- **Description of the task**
Extract every line below that contains the word "billboard".

- **Data extract**
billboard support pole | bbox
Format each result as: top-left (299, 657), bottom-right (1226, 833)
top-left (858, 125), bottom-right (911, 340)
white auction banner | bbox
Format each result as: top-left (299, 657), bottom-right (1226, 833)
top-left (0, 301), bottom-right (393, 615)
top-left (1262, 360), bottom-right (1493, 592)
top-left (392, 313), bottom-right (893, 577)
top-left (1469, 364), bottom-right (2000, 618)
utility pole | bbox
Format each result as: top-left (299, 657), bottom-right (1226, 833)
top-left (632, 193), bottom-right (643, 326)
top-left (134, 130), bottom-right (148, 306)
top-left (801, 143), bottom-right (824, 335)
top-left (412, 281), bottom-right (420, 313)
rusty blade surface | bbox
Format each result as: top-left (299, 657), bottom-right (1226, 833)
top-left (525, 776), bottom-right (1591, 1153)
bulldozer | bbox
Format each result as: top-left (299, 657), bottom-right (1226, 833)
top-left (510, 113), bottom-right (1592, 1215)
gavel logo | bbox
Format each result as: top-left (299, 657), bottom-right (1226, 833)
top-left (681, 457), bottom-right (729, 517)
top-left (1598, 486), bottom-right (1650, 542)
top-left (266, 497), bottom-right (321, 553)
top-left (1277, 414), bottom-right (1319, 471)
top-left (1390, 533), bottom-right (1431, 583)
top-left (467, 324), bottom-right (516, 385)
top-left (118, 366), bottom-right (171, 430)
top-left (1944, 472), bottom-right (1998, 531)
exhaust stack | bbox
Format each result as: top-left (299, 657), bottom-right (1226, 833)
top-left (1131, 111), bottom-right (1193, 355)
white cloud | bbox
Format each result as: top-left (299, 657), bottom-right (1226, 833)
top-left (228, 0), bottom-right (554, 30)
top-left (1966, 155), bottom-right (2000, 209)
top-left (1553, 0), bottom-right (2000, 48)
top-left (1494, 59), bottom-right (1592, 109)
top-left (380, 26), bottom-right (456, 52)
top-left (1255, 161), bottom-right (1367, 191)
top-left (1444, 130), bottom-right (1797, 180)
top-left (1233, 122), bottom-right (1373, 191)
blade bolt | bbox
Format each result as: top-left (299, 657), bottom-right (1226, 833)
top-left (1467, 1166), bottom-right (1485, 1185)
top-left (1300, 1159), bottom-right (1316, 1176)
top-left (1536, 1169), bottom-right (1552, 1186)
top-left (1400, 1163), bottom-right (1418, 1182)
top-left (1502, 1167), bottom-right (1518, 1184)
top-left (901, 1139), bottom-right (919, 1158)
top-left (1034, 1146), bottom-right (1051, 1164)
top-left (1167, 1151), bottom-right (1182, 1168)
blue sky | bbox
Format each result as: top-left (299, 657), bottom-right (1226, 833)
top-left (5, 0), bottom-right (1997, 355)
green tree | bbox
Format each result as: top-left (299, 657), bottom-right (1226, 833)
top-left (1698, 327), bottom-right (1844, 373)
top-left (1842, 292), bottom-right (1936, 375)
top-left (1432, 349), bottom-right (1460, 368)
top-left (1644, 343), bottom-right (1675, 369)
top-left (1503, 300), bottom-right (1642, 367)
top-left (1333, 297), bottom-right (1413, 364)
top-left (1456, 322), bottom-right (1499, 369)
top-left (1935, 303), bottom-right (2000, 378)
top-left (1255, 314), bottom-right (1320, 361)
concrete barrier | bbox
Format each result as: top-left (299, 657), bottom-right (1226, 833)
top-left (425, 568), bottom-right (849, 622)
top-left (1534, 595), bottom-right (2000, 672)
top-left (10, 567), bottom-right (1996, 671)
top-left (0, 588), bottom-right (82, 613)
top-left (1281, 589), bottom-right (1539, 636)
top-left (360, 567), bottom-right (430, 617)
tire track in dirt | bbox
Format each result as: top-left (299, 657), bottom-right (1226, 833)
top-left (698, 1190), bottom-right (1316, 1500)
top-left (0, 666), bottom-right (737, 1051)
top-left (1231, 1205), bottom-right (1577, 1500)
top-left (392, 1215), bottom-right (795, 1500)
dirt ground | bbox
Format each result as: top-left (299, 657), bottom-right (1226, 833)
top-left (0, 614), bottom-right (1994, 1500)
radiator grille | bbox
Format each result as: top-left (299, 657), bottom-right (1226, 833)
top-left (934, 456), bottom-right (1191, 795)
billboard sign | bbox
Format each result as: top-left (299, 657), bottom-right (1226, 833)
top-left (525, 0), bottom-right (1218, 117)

- **Your response**
billboard support pole | bbox
billboard sign | bbox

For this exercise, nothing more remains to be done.